▶ _Set task_
Rewrite the data below as a numbered list with no blank lines, and omit the pictures.

▶ _Entries shown_
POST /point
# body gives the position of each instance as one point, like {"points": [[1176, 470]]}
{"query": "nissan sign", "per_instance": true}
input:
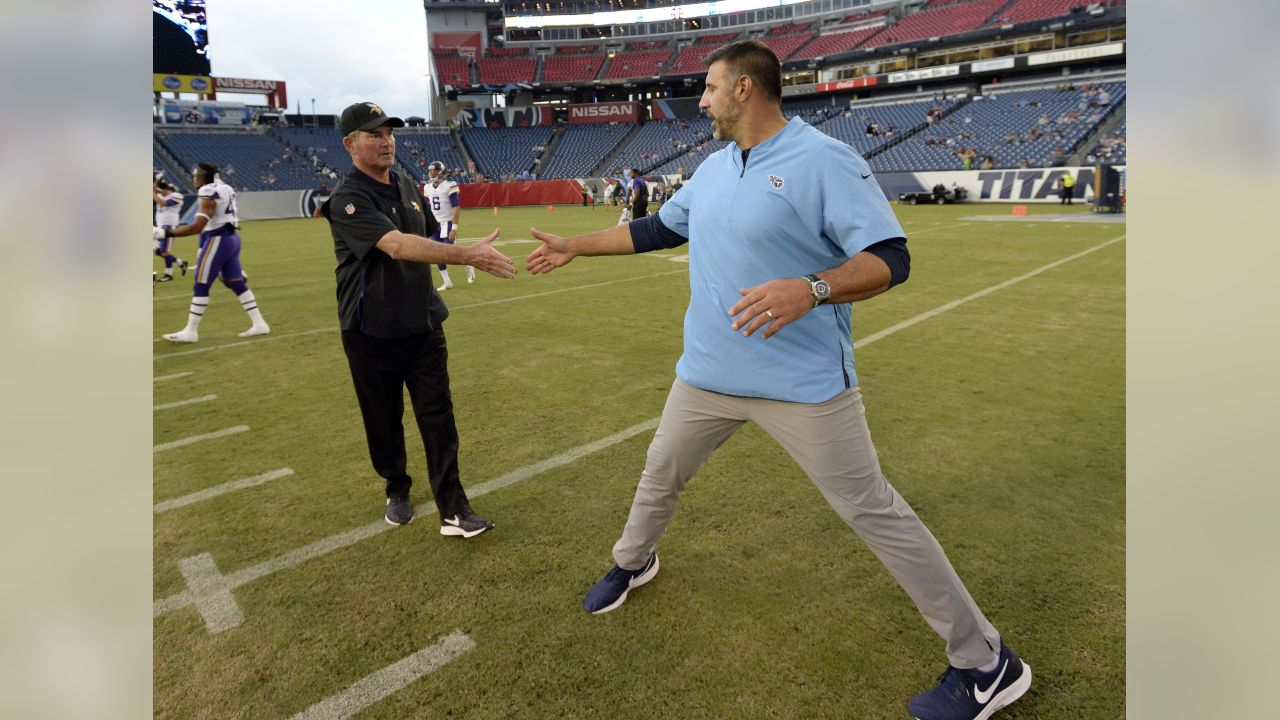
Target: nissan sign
{"points": [[603, 113]]}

▶ _Task output_
1. POST /point
2. # body gives the position of each instance as one point, like {"points": [[1176, 470]]}
3. {"query": "nissan sign", "per_instance": true}
4. input:
5. Target: nissan sign
6. {"points": [[603, 113]]}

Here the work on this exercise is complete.